It is required that all of the data be written out exactly.

________________

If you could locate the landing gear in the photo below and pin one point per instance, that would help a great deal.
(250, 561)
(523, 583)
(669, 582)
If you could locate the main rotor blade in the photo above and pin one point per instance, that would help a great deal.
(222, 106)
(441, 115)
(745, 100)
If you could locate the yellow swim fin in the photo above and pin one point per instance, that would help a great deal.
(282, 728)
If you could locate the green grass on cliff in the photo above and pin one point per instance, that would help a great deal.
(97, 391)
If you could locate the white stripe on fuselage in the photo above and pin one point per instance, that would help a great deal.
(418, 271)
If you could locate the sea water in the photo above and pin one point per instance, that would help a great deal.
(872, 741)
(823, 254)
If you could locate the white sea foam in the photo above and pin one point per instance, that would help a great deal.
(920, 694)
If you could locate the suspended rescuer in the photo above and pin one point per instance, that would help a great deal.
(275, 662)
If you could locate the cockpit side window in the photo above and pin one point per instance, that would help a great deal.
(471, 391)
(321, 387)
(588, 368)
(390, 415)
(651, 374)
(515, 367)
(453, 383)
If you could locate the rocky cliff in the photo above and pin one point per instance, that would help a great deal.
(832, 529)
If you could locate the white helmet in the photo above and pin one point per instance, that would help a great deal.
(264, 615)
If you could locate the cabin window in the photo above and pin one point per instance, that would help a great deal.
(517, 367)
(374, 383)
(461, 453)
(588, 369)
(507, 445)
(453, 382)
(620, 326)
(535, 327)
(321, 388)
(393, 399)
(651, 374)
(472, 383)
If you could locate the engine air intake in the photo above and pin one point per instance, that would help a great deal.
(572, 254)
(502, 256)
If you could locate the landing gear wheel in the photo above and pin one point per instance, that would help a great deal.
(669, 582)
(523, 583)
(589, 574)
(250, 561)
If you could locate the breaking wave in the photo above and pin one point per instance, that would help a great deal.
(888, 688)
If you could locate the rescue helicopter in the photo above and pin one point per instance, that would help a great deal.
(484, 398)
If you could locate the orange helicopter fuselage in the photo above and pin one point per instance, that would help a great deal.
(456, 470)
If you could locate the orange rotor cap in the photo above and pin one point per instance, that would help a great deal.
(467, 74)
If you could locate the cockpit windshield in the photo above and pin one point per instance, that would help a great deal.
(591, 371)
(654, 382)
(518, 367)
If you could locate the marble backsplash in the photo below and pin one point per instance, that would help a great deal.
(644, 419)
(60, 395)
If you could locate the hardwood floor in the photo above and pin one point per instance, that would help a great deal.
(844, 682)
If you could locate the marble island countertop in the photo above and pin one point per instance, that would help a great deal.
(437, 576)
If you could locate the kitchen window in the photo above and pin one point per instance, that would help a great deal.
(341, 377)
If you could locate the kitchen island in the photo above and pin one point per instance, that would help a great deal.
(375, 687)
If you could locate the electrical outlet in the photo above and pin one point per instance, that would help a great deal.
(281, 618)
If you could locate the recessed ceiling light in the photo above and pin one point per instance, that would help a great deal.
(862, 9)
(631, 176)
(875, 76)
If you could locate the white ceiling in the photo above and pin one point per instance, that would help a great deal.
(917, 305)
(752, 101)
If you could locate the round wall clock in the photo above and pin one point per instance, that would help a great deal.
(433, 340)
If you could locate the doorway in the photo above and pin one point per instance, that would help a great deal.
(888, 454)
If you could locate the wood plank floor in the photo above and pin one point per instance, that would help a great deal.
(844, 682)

________________

* Finished answer:
If you could locate the landing gear in the photo below and pin one point per instance, that would help a great deal.
(250, 561)
(523, 583)
(669, 582)
If you could locate the main rotor blade in the photo above and pin one point per instance, that would help a great deal.
(222, 106)
(441, 115)
(745, 100)
If you could locate the yellow swim fin in the photo above and pin one point per instance, that would help a great deal.
(282, 728)
If you could locate the green grass on cliff in the photo above and pin one point per instance, that would help a great deal.
(97, 391)
If you could locate the white stripe on fuselage in the photo above and pin one point per instance, that would help a great deal.
(418, 271)
If you could locate the sea water in the photo above and pin one point per instance, that would help a great deal.
(872, 741)
(823, 254)
If you could locate the white sea foam in the photo above and pin one point per instance, that would help a great deal.
(920, 694)
If you could locate the suspended rescuer in the photo above and pin one point per instance, that would help a great deal.
(275, 662)
If you could locate the cockpit side window in the photo above and pin one point per instance, that would help a great deal.
(471, 391)
(321, 387)
(588, 368)
(390, 415)
(651, 374)
(515, 367)
(453, 383)
If you could locate the rocky cliff in the photo above and pin one point per instance, that would help a great deal.
(832, 529)
If you could locate the white helmet in the photo above and pin one point per instance, that would help a great deal.
(264, 615)
If you could locate the cabin window in the photo above and pin one point per instance, that would help a great deal.
(517, 367)
(374, 383)
(461, 453)
(588, 369)
(507, 445)
(453, 382)
(620, 326)
(535, 327)
(321, 388)
(393, 399)
(651, 374)
(472, 383)
If you could locate the engine air intake in the photo above and pin one point per instance, that would help a great deal.
(572, 254)
(502, 256)
If you could locate the landing gear wheel in the photo above and pin one point per instance, that would help a great deal.
(669, 582)
(523, 583)
(589, 574)
(250, 561)
If you could locate the breaking wave in the photo above and pin one point per instance, that would help a great deal.
(888, 688)
If you could locate the rescue helicopter in the photo above and pin one point per instance, that would help a great deal.
(484, 398)
If you could locate the orange helicopter fuselage in the photo above and pin one point per instance, that would help a great deal.
(456, 470)
If you could locate the orange rotor cap in the photo above and pin one point per instance, that would help a great deal.
(467, 74)
If you could locate the cockpit windshield in the photo above and pin one point per instance, that would help a great deal.
(591, 371)
(654, 382)
(518, 367)
If you could locate the marble backsplash in the photo below and pin one point per instance, that would help a great deal.
(644, 419)
(60, 395)
If you could locate the hardwood floor in the photo above and pin one point per instance, that would help a great deal.
(844, 682)
If you could locate the marble island countertop in the photo above and pin one point per instance, that would help a great deal.
(437, 576)
If you could locate the kitchen window in the photo above and pin one point per instance, that would help a great deal.
(341, 377)
If you could locate the kitchen island in the photo above and pin one point per instance, that would help a great deal.
(375, 687)
If you could locate the electrical outlet in the photo above and pin one point per instance, that would help a great deal.
(281, 618)
If you could locate the recessed ceiling light in the photo above and pin one point per instance, that would help a great deal.
(862, 9)
(631, 176)
(875, 76)
If you could locate the white ceiling in the photo above and pin one point per instance, that would help a great deal.
(917, 305)
(752, 101)
If you could locate the round wall clock in the photo above and pin one point per instance, that would help a great deal.
(433, 340)
If you could locate the doorway in the photo above and pin one point per instance, that would help a great deal.
(888, 454)
If you could locate the wood plank floor in the photo above and pin one point per instance, that would help a great deal.
(844, 682)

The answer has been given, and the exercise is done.